**STUDY TEXT:**
=======

= John of Genoa (astronomer) =

John of Genoa (Johannes de Janua) was an astronomer and physician at the University of Paris in the early 1330s. He composed three works on eclipses before serving as the pope's surgeon from 1342 to 1348.

==Life==
John was possibly the nephew of the surgeon Anselm of Genoa, as claimed by Guy de Chauliac. Pierre Duhem took him to have been a discple of John of Lignères. He was not the same person as the canon of Genoa named John who was a master of medicine at Paris in 1328.

John was a master of arts at the time of his writings. In the computus of 1329–1330, a record of payments received by the University of Paris, John is recorded as living with two students in a house on the rue de Judas. He paid nine sous, the standard rate for a master. He was a bachelor of medicine on 20 January 1332, when he took the oath required before receiving his licentiate in medicine, which he received on 30 March.

In 1342, John became the surgeon of Pope Clement VI. Between 1342 and 1344, he was the patron at the Avignon curia of two clerks from Metz. He remained the pope's surgeon until 1348.

In the 1490s, Simon de Phares included an entry for John of Genoa in his Recueil des plus célèbres astrologues, but he based his information off of a single manuscript of John's Opus astronomicum.

=======

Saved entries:

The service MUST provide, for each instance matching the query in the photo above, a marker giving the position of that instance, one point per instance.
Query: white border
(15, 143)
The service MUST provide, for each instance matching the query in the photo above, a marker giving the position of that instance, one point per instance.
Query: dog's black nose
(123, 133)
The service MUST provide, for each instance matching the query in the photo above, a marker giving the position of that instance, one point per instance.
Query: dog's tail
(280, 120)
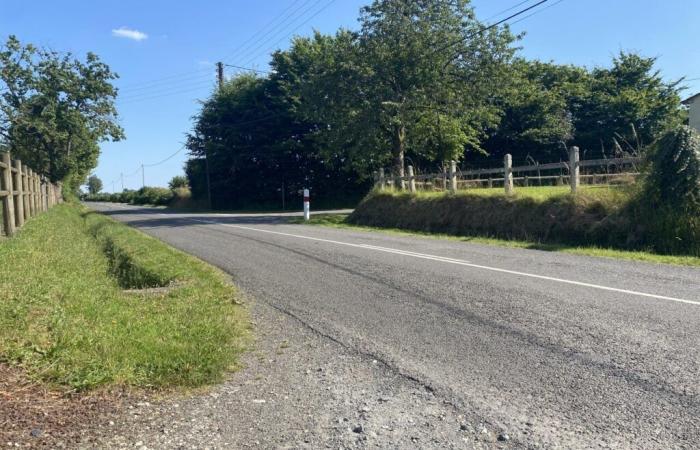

=======

According to the article on John of Genoa, how much did John pay in the computus of 1329–1330?

He paid nine sous, the standard rate for a master.